What this task involves: Please print all of the material below, word for word.

Given information:
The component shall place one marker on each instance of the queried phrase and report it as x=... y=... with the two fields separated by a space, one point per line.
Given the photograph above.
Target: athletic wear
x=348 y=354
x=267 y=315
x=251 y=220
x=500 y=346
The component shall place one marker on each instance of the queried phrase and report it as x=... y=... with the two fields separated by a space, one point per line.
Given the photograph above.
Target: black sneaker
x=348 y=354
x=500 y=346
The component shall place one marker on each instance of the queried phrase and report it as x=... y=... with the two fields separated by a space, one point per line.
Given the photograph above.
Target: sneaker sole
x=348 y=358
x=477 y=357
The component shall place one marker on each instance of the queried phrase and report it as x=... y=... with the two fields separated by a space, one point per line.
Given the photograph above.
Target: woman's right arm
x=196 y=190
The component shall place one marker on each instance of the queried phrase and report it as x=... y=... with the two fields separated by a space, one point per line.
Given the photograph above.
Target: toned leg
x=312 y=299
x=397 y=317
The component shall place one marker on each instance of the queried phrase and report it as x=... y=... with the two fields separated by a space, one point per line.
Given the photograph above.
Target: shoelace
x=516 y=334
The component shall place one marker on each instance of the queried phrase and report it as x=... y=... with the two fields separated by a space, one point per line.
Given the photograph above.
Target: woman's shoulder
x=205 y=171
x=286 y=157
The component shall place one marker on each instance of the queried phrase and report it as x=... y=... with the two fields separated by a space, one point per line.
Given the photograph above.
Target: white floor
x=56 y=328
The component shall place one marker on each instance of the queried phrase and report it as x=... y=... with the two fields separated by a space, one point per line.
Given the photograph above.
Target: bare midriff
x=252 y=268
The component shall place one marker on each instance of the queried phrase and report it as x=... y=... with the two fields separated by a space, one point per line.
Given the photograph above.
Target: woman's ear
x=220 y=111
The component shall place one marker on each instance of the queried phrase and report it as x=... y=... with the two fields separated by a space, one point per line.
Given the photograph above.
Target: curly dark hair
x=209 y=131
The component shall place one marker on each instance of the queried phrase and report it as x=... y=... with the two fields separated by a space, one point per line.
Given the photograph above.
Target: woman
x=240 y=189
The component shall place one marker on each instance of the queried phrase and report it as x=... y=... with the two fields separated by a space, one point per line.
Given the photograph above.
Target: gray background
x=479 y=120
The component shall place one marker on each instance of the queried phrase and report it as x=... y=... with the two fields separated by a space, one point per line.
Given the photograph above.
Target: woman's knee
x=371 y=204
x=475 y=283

Written answer:
The component shall place one marker on each instance of the queried phrase and report it as x=... y=... with the two fields separated by a space, one point per line.
Given the photograph above.
Target: athletic wear
x=348 y=354
x=267 y=315
x=251 y=220
x=500 y=346
The component shall place one marker on each instance of the queried phrase and report it as x=... y=... with the two fields separated by a space, one point per line.
Given the photograph above.
Target: black sneaker
x=348 y=354
x=500 y=346
The component shall place one marker on each instance of the queried phrase and report it as x=... y=... with the two fields separated by a space, one point per line.
Given the photograph above.
Target: sneaker sole
x=348 y=358
x=477 y=357
The component shall place one marker on each instance of the queried phrase and report it as x=... y=... with the two fields separated by a space, one point per line.
Given the photograph above.
Target: woman's right arm
x=196 y=190
The component shall place one marker on each instance of the queried phrase and report it as x=... y=... with the two fields separated by a space, one point per line.
Given the photograph above.
Target: toned leg
x=312 y=299
x=397 y=317
The component shall place one marker on each instance of the queried phrase and report it as x=... y=... with the two fields separated by a space, one point per line.
Given the photograph above.
Target: shoelace
x=516 y=334
The component shall place one marker on each instance of the queried phrase and report it as x=... y=... with the two fields separated by a space, one point per line.
Given the photograph above.
Target: woman's shoulder
x=205 y=171
x=286 y=157
The component shall place one marker on each instance of the queried phrase and report it as x=... y=... with the two fields separated by a space, one point per line.
Given the photograph above.
Target: white floor
x=56 y=328
The component shall place one marker on each instance of the queried phrase and report it as x=... y=... with the two fields separated by a space, one point per line.
Given the photograph above.
Target: bare midriff
x=252 y=268
The component shall place one marker on each instance of the queried phrase and report it as x=... y=... with the two fields separated by a space, one point per line.
Given the photograph above.
Target: woman's ear
x=220 y=111
The component shall place one marker on each instance of the queried phrase and report it as x=... y=... with the two fields separated by a space, one point per line.
Given the photograph above.
Target: curly dark hair
x=209 y=131
The component shall place one marker on each instance of the queried phrase and report it as x=... y=... with the two fields separated by a space, one point per line.
Given the photograph above.
Target: woman
x=240 y=189
The component shall place one marker on each instance of the queried phrase and report it as x=... y=... with the two fields separated by a space, one point per line.
Given the photograph above.
Target: gray background
x=479 y=120
The component shall place one marker on each instance of the queried phrase and report it as x=... y=... with the two fields separated by a space, one point per line.
Given the photograph above.
Target: woman's knee
x=371 y=204
x=475 y=283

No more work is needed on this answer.